Coordinate annotation records:
== == ==
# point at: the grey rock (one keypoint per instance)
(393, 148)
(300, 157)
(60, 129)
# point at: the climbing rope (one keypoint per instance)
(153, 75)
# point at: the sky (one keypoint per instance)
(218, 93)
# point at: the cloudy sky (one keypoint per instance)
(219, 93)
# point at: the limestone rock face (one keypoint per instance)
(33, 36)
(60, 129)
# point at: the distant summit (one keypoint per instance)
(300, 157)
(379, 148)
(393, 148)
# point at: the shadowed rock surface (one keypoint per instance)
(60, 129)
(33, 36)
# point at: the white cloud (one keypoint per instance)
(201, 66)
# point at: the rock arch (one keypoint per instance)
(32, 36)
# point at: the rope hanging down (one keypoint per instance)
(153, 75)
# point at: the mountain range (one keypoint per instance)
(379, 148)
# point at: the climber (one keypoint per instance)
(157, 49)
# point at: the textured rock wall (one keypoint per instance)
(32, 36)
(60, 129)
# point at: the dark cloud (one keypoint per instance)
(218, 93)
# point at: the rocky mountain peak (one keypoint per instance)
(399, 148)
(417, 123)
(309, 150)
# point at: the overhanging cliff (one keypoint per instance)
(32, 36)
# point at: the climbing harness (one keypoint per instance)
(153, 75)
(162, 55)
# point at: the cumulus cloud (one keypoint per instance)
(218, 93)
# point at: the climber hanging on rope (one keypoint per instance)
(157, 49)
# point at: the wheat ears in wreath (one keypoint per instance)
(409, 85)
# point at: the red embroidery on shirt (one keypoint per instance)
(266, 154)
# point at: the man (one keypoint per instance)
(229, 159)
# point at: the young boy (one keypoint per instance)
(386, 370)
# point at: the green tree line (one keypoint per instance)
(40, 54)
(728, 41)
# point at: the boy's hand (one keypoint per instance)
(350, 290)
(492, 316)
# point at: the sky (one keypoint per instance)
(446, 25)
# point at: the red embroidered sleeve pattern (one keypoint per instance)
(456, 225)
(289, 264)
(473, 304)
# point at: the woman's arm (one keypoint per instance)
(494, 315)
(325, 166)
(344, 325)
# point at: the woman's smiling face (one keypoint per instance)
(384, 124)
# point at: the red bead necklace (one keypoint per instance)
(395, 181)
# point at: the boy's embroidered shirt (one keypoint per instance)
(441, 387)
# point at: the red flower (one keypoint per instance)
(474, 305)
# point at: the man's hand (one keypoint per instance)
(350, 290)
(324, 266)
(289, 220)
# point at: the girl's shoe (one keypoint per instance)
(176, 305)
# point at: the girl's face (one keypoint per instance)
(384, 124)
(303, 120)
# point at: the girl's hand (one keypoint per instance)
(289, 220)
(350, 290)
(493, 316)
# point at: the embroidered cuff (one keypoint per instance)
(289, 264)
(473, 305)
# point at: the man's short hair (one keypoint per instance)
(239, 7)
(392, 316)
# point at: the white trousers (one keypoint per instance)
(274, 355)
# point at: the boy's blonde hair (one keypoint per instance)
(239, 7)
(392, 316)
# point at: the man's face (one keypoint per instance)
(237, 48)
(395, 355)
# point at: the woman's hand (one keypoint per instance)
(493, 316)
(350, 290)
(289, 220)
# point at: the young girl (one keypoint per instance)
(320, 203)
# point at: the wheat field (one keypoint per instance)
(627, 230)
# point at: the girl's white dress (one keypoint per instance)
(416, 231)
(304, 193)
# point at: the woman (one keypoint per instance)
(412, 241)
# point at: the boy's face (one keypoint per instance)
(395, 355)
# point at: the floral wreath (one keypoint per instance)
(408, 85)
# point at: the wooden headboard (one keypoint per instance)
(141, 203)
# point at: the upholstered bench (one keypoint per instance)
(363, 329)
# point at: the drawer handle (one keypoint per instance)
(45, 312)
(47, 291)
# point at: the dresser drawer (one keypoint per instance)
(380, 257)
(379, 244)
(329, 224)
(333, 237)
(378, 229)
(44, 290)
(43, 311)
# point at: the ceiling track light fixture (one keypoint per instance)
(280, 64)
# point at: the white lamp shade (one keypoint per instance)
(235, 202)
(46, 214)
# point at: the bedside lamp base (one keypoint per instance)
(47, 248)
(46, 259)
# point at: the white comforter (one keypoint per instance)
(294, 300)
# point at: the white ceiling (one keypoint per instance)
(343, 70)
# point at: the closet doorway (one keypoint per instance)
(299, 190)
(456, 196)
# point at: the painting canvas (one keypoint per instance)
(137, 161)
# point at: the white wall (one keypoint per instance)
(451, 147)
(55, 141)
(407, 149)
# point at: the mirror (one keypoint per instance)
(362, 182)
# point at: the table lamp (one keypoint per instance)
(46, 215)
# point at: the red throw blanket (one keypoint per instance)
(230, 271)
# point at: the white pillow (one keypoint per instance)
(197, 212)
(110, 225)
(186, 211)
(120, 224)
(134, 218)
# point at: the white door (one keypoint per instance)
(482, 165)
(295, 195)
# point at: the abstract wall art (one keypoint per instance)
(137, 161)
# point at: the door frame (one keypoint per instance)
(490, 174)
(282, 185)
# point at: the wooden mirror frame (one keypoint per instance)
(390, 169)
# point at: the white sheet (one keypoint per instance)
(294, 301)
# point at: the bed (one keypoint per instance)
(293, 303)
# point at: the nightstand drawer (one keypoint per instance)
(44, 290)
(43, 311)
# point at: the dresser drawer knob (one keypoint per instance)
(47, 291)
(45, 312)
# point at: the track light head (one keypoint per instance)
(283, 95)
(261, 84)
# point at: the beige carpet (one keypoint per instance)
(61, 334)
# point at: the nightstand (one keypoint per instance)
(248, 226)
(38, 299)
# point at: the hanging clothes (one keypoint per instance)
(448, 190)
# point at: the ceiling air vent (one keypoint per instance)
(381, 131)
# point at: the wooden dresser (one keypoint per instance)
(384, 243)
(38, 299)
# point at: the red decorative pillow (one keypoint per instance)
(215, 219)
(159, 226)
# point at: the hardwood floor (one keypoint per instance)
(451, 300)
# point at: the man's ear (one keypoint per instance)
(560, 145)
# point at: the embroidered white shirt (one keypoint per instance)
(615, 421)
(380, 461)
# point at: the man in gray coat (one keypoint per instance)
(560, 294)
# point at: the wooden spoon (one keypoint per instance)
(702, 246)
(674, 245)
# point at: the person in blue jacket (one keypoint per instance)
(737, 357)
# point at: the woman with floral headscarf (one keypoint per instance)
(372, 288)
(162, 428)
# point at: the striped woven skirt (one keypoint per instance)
== == ==
Given task. Repeat each record exactly, leaving nothing out.

Written answer.
# point at: the grey rock (one keypoint per instance)
(393, 148)
(300, 157)
(60, 129)
# point at: the climbing rope (one keypoint per instance)
(153, 75)
# point at: the sky (one keypoint per instance)
(218, 93)
# point at: the cloudy sky (one keypoint per instance)
(219, 93)
# point at: the limestone rock face (one keypoint per instance)
(33, 36)
(60, 129)
# point at: the distant summit (one keypoint per instance)
(300, 157)
(379, 148)
(393, 148)
# point at: the shadowed rock surface (one keypoint per instance)
(60, 129)
(33, 36)
# point at: the white cloud (one keypoint per instance)
(201, 66)
# point at: the rock arch (one keypoint per instance)
(32, 36)
# point at: the rope hanging down (one keypoint per instance)
(153, 75)
# point at: the mountain range (one keypoint per instance)
(379, 148)
# point at: the climber (one keypoint per instance)
(157, 49)
# point at: the textured rock wall (one keypoint per instance)
(32, 36)
(60, 129)
# point at: the dark cloud (one keypoint per instance)
(218, 93)
# point at: the rocky mountain peak (one keypoint per instance)
(399, 148)
(417, 123)
(309, 150)
# point at: the overhanging cliff (one keypoint per instance)
(32, 36)
# point at: the climbing harness (one keypoint per instance)
(153, 75)
(162, 55)
# point at: the cumulus cloud (one keypoint per instance)
(218, 93)
# point at: the climber hanging on rope (one keypoint per instance)
(157, 49)
# point at: the wheat ears in wreath (one keypoint per instance)
(409, 85)
# point at: the red embroidery on shirt (one keypoint per instance)
(266, 154)
# point at: the man (one keypoint per instance)
(229, 159)
# point at: the young boy (one keypoint per instance)
(386, 370)
# point at: the green tree line (one keypoint per instance)
(40, 54)
(728, 41)
# point at: the boy's hand (one keypoint per instance)
(350, 290)
(492, 316)
# point at: the sky (one keypoint per instance)
(446, 25)
# point at: the red embroidered sleeve pattern (one keypoint per instance)
(456, 225)
(289, 264)
(473, 304)
# point at: the woman's arm (one keypoint per instance)
(494, 315)
(325, 166)
(344, 325)
# point at: the woman's smiling face (one keypoint per instance)
(384, 124)
# point at: the red bead necklace (one keypoint per instance)
(395, 181)
# point at: the boy's embroidered shirt (one keypoint per instance)
(441, 387)
# point at: the red flower (one keypoint per instance)
(474, 305)
# point at: the man's hand (one keypoint per instance)
(350, 290)
(324, 266)
(289, 220)
# point at: the girl's shoe (one keypoint per instance)
(176, 305)
# point at: the girl's face (one keypoint per instance)
(384, 124)
(303, 120)
# point at: the girl's hand (one keypoint per instance)
(289, 220)
(350, 290)
(493, 316)
# point at: the embroidered cuff (one keypoint per instance)
(289, 264)
(473, 305)
# point at: the man's short hair (one keypoint per instance)
(239, 7)
(392, 316)
# point at: the white trousers (one keypoint per instance)
(274, 355)
# point at: the boy's blonde hair (one keypoint per instance)
(239, 7)
(392, 316)
# point at: the man's face (one keypoint per instance)
(237, 48)
(395, 355)
# point at: the woman's hand (one keypoint per instance)
(493, 316)
(350, 290)
(289, 220)
# point at: the young girl (one keypoint per instance)
(320, 203)
# point at: the wheat field (one keypoint per instance)
(627, 230)
# point at: the girl's white dress (one keypoint per instance)
(416, 231)
(304, 193)
# point at: the woman (one keypoint per instance)
(412, 241)
# point at: the boy's face (one keypoint per instance)
(395, 355)
# point at: the floral wreath (one keypoint per instance)
(408, 85)
# point at: the wooden headboard (one keypoint per instance)
(141, 203)
# point at: the upholstered bench (one keypoint per instance)
(363, 329)
# point at: the drawer handle (one keypoint per instance)
(45, 312)
(47, 291)
# point at: the dresser drawer (one keypoint per instance)
(380, 257)
(379, 244)
(329, 224)
(333, 237)
(378, 229)
(44, 290)
(43, 311)
# point at: the ceiling track light fixture (one keypoint per instance)
(280, 64)
# point at: the white lamp shade (one keypoint per instance)
(235, 202)
(46, 214)
# point at: the bedside lamp base (one keypoint per instance)
(47, 248)
(46, 259)
# point at: the white comforter (one keypoint per instance)
(294, 300)
# point at: the white ceiling (one keypoint per instance)
(343, 70)
# point at: the closet doorway (one keypoint per instance)
(299, 190)
(456, 196)
# point at: the painting canvas (one keypoint per instance)
(137, 161)
# point at: the white wall (one keypoint per instance)
(451, 147)
(55, 141)
(407, 149)
# point at: the mirror (one keypoint per instance)
(362, 182)
# point at: the table lamp (one keypoint per instance)
(46, 215)
# point at: the red throw blanket (one keypoint per instance)
(230, 271)
# point at: the white pillow (one keypoint per instance)
(197, 212)
(110, 225)
(186, 211)
(120, 224)
(134, 218)
# point at: the white door (one keypoint per instance)
(482, 165)
(295, 195)
# point at: the abstract wall art (one keypoint per instance)
(137, 161)
# point at: the door frame (one keypoint per instance)
(490, 174)
(282, 185)
# point at: the wooden mirror frame (one keypoint per instance)
(390, 169)
# point at: the white sheet (one keypoint per instance)
(294, 301)
# point at: the bed (one keypoint per instance)
(293, 303)
# point at: the nightstand drawer (one keypoint per instance)
(44, 290)
(43, 311)
# point at: the dresser drawer knob (one keypoint per instance)
(47, 291)
(45, 312)
# point at: the track light head (one keypoint per instance)
(283, 95)
(261, 84)
# point at: the beige carpet (one keypoint per instance)
(61, 334)
# point at: the nightstand (one keypoint per instance)
(248, 226)
(38, 299)
# point at: the hanging clothes (one keypoint per instance)
(448, 190)
# point at: the ceiling air vent (one keypoint per instance)
(381, 131)
# point at: the wooden dresser (one keypoint per instance)
(384, 243)
(38, 299)
# point at: the red decorative pillow (one keypoint per instance)
(215, 219)
(159, 226)
# point at: the hardwood floor (one keypoint per instance)
(451, 300)
# point at: the man's ear (one keypoint per instance)
(560, 145)
# point at: the embroidered white shirt (one keypoint per instance)
(615, 421)
(380, 461)
# point at: the man in gray coat (one keypoint per instance)
(560, 294)
# point at: the wooden spoon (one keypoint per instance)
(702, 246)
(674, 245)
# point at: the person in blue jacket (one keypoint per instance)
(737, 357)
# point at: the woman with floral headscarf (one keypoint per instance)
(372, 288)
(162, 428)
# point at: the striped woven skirt (one keypoint per instance)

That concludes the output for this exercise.